In [None]:
from scapy.all import *
import pandas as pd
import numpy as np
import binascii
import seaborn as sns
from util.pandas_util import pcap_to_df
sns.set(color_codes=True)
%matplotlib inline
pd.set_option('display.max_rows', None)

# Analyzing Ookla Speedtest

**Objective:** In this section we will examine an [Ookla speedtest](https://www.speedtest.net/) and empirically analyze the how it works.

Before we can begin analyzing packet captures, we need to process the data into a Pandas DataFrame. Using Pandas DataFrames as our data structure is useful for several reasons:  

- Data Manipulation: Pandas offers a wide range of functionalities to filter, sort, group, and aggregate data.

- Visualization: Pandas has built-in visualization capabilities based on Matplotlib. Although specialized network visualization tools might be better suited for graph layouts, Pandas can be useful for preliminary data exploration and plotting network statistics.

- CSV & File I/O: Real-world network data often comes in the form of CSV files or other standard formats. Pandas provides powerful I/O capabilities, allowing you to easily read in data, manipulate it, and then use it for network analysis.

******

### [Required task 1]
According to the Ookla speedtest notebook excerpt, which library are Pandas' built-in visualization capabilities based on?

### [Dataset excerpt]
******

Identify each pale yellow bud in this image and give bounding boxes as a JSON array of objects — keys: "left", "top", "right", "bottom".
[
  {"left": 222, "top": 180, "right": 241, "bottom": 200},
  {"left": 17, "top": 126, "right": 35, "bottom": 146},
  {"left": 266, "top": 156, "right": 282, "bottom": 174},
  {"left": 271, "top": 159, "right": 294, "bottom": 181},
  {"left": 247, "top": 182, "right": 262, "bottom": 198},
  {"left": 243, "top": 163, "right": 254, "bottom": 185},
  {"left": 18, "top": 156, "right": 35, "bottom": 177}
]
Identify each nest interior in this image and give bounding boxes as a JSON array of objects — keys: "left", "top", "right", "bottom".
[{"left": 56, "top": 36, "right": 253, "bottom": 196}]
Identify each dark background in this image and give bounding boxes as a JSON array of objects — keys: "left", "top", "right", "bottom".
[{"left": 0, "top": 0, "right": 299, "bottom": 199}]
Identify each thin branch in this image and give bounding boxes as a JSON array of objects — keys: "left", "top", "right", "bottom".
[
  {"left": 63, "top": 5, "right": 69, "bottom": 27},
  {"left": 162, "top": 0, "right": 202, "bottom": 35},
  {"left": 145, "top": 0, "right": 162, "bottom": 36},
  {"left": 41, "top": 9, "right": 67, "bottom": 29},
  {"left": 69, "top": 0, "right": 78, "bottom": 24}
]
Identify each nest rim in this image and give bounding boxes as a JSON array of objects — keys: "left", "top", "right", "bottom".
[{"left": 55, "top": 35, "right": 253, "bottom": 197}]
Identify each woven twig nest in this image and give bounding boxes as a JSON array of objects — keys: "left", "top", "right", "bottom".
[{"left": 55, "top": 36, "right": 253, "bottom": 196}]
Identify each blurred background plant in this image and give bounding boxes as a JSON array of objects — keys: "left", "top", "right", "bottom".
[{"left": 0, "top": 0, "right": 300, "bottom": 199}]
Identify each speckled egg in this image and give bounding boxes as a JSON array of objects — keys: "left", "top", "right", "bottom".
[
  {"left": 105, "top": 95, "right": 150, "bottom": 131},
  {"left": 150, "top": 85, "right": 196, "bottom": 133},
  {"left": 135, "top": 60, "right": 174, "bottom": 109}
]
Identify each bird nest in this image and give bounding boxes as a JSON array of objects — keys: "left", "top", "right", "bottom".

******

### [Required task 2]
Please arrange everything in the records from the line containing "Identify each woven" down through the last line of the records as a Markdown table with the columns Row and Line. Leave out blank lines.

### [Written answer 1]
Matplotlib.

### [Written answer 2]
| Row | Line |
|---|---|
| 1 | Identify each woven twig nest in this image and give bounding boxes as a JSON array of objects — keys: "left", "top", "right", "bottom". |
| 2 | [{"left": 55, "top": 36, "right": 253, "bottom": 196}] |
| 3 | Identify each blurred background plant in this image and give bounding boxes as a JSON array of objects — keys: "left", "top", "right", "bottom". |
| 4 | [{"left": 0, "top": 0, "right": 300, "bottom": 199}] |
| 5 | Identify each speckled egg in this image and give bounding boxes as a JSON array of objects — keys: "left", "top", "right", "bottom". |
| 6 | [ |
| 7 |   {"left": 105, "top": 95, "right": 150, "bottom": 131}, |
| 8 |   {"left": 150, "top": 85, "right": 196, "bottom": 133}, |
| 9 |   {"left": 135, "top": 60, "right": 174, "bottom": 109} |
| 10 | ] |
| 11 | Identify each bird nest in this image and give bounding boxes as a JSON array of objects — keys: "left", "top", "right", "bottom". |